──────── SUPPLIED MATERIAL
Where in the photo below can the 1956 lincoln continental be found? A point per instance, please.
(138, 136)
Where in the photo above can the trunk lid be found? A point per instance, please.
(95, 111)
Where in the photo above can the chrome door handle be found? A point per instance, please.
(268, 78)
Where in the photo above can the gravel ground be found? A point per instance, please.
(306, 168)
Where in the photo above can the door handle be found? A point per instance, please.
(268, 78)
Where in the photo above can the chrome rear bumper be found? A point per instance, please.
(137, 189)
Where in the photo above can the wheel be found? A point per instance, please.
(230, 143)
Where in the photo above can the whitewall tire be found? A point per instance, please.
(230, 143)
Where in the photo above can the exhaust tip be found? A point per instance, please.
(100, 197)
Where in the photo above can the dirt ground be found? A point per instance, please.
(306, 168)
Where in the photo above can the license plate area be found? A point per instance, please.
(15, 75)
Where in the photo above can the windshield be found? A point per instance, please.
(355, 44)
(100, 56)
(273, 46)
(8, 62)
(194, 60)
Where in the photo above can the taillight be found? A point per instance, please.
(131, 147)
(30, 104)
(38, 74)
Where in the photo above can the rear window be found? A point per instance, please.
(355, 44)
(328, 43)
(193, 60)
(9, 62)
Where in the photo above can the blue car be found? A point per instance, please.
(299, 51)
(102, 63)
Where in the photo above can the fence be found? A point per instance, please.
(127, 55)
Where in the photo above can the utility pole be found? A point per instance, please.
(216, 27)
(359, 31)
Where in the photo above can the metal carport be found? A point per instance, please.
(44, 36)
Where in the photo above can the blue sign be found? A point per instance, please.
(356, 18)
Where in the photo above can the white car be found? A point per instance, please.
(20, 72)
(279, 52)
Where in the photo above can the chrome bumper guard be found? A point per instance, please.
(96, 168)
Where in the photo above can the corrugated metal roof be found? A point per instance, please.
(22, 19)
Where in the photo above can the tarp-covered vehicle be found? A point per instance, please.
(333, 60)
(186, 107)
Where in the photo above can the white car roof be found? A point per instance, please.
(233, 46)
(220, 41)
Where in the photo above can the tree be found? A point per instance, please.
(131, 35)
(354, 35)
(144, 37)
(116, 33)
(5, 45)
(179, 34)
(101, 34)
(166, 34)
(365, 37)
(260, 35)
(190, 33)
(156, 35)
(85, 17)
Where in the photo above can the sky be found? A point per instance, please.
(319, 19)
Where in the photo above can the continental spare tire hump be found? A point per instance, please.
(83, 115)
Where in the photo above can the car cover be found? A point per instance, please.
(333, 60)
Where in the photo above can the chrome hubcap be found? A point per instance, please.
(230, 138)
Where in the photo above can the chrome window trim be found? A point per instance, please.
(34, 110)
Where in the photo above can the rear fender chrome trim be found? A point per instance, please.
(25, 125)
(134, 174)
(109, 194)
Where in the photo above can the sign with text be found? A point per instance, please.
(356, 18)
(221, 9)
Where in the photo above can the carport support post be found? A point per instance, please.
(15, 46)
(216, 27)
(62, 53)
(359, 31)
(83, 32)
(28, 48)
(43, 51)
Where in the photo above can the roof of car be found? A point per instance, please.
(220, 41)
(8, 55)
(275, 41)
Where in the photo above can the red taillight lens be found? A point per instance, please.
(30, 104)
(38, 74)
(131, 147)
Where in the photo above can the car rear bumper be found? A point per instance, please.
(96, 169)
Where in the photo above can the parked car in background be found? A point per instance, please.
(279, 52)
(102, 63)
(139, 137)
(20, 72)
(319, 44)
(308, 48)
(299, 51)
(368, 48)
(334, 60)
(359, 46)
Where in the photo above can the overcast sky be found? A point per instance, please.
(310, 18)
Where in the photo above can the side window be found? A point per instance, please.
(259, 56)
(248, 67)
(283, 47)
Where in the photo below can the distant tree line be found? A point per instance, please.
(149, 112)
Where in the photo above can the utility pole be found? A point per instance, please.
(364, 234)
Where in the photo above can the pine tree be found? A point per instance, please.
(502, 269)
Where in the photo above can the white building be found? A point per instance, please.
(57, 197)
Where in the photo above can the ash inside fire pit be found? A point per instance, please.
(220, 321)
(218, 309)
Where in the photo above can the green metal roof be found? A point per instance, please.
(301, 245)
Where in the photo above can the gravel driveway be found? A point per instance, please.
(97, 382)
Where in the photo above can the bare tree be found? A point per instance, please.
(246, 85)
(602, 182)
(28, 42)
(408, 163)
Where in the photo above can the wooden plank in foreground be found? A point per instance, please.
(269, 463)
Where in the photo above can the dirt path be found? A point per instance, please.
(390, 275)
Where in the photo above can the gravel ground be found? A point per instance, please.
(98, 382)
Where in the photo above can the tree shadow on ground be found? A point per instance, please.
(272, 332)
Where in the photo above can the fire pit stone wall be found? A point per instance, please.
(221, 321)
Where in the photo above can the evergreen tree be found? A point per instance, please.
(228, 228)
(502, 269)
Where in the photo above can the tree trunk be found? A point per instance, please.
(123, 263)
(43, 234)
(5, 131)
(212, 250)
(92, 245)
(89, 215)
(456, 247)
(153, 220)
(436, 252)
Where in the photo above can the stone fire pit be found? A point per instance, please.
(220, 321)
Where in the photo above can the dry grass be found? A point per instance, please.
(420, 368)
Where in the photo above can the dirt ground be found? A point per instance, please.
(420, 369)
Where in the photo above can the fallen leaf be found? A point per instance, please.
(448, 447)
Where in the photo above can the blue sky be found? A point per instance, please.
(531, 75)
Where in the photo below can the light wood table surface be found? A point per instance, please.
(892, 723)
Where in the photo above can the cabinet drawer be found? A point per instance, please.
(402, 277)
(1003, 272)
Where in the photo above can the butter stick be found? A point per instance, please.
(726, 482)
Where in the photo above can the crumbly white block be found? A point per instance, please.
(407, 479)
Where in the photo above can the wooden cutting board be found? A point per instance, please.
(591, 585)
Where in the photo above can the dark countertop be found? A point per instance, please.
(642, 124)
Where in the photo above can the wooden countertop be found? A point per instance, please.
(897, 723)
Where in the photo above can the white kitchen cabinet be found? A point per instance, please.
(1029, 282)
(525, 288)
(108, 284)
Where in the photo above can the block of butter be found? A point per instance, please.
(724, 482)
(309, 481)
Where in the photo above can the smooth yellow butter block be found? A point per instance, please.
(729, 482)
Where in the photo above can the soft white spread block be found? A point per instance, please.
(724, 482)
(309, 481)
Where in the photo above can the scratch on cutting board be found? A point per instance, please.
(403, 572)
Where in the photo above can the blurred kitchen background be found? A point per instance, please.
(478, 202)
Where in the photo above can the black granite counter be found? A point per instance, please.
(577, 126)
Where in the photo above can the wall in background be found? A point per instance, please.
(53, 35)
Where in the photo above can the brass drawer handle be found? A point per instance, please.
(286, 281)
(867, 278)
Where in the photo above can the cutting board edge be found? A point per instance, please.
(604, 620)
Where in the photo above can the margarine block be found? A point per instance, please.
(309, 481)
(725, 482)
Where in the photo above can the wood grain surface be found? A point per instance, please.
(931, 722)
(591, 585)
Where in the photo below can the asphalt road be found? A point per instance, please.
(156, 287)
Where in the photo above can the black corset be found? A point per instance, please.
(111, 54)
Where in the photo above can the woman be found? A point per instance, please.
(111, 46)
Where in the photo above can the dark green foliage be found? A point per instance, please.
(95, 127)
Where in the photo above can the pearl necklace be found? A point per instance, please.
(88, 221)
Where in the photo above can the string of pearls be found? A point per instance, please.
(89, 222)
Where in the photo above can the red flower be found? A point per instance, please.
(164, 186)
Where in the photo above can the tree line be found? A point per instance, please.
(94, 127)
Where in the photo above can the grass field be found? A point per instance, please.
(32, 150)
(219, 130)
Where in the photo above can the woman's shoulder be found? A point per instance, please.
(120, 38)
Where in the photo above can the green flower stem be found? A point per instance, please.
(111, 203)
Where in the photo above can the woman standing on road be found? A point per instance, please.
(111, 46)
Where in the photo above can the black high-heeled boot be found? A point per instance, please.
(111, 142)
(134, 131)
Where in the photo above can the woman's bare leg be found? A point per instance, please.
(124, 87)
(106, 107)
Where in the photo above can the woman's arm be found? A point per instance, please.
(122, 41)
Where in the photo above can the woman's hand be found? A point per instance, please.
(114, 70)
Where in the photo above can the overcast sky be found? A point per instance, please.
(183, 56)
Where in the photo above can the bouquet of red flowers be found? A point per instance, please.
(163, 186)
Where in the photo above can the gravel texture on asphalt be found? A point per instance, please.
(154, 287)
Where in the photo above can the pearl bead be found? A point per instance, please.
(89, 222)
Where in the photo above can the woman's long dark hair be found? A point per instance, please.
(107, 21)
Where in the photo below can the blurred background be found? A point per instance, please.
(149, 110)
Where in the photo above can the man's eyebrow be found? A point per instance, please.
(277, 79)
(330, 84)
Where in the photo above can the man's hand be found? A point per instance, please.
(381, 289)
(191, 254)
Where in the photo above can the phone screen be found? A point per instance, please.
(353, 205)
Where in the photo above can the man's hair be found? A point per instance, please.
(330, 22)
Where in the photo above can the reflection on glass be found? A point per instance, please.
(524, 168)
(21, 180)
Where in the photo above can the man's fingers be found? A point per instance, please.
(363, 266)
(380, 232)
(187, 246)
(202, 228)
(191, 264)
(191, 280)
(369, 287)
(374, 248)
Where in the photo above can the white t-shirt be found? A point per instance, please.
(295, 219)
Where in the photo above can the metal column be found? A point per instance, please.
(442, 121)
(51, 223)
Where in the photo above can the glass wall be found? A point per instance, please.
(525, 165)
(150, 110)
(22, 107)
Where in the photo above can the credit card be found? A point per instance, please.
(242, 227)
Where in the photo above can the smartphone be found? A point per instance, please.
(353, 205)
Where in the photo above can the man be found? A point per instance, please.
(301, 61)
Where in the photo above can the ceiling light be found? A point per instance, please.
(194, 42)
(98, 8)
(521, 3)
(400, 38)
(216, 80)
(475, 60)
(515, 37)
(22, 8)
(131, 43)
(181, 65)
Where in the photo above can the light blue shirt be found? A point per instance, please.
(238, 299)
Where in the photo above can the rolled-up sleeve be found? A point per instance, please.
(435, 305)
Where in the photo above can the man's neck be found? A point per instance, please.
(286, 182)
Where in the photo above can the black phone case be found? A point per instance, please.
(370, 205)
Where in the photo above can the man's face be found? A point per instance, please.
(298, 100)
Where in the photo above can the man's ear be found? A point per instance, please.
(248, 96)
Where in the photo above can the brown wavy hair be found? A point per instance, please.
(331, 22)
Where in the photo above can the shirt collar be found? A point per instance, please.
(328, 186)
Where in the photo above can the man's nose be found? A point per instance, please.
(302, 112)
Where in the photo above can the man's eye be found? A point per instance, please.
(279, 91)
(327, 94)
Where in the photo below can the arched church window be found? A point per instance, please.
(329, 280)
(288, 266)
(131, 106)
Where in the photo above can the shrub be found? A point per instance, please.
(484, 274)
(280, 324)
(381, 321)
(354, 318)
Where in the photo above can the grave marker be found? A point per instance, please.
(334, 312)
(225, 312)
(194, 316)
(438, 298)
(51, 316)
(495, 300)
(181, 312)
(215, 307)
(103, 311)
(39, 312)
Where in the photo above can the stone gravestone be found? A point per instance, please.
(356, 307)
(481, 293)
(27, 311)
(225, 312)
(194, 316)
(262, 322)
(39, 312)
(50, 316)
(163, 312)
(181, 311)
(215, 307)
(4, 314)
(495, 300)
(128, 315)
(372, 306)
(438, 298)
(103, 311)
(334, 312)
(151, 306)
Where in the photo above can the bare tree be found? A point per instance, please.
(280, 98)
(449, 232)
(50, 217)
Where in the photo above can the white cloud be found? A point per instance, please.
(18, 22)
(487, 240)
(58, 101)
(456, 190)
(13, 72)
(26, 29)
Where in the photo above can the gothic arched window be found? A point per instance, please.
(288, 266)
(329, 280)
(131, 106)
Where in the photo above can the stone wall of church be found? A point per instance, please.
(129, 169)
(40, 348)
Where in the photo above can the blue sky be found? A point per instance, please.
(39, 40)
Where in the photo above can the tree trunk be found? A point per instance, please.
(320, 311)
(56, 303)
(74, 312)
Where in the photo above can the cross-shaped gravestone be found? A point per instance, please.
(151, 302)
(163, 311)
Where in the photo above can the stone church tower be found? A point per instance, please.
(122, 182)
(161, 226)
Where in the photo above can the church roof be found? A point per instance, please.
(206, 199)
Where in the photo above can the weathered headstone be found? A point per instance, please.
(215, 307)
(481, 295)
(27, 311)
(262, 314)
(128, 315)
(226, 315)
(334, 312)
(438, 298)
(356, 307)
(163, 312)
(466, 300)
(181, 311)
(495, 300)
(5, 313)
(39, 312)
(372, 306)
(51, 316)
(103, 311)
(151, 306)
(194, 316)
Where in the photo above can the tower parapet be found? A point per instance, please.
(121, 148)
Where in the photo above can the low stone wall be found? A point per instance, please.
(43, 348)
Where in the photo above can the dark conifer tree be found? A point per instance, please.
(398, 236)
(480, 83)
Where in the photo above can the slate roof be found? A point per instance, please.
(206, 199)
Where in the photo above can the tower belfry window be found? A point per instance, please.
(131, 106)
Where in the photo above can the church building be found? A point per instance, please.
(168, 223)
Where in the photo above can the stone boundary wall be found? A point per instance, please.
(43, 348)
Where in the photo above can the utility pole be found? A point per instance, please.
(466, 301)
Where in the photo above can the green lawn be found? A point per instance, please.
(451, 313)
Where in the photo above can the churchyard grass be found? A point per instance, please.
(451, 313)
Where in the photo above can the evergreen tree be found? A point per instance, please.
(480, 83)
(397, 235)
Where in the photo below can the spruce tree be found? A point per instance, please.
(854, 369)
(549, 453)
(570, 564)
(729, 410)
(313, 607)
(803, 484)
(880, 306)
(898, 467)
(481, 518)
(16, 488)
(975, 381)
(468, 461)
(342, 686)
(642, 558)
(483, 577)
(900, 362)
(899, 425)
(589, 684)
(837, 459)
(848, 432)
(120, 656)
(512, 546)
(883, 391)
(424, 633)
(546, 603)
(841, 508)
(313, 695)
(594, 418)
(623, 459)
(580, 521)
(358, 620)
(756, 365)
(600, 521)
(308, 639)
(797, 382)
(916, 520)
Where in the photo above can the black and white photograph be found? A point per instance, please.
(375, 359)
────────────────
EXERCISE PROMPT: Only the lines from the one containing "Where in the photo below can the spruce" through the end of the material should be reproduced, exactly, with both ends included.

FINAL ANSWER:
Where in the photo below can the spruce tree be found? A point per instance, please.
(854, 369)
(549, 453)
(570, 564)
(729, 410)
(313, 607)
(803, 484)
(880, 306)
(898, 467)
(481, 518)
(16, 488)
(975, 381)
(468, 461)
(342, 686)
(642, 558)
(483, 577)
(900, 362)
(899, 425)
(589, 684)
(837, 459)
(848, 432)
(120, 656)
(512, 546)
(883, 391)
(424, 633)
(546, 603)
(841, 508)
(313, 695)
(594, 418)
(623, 459)
(580, 521)
(358, 620)
(756, 365)
(600, 521)
(308, 639)
(797, 382)
(916, 520)
Where in the photo above can the black and white photograph be found? A point per instance, please.
(375, 359)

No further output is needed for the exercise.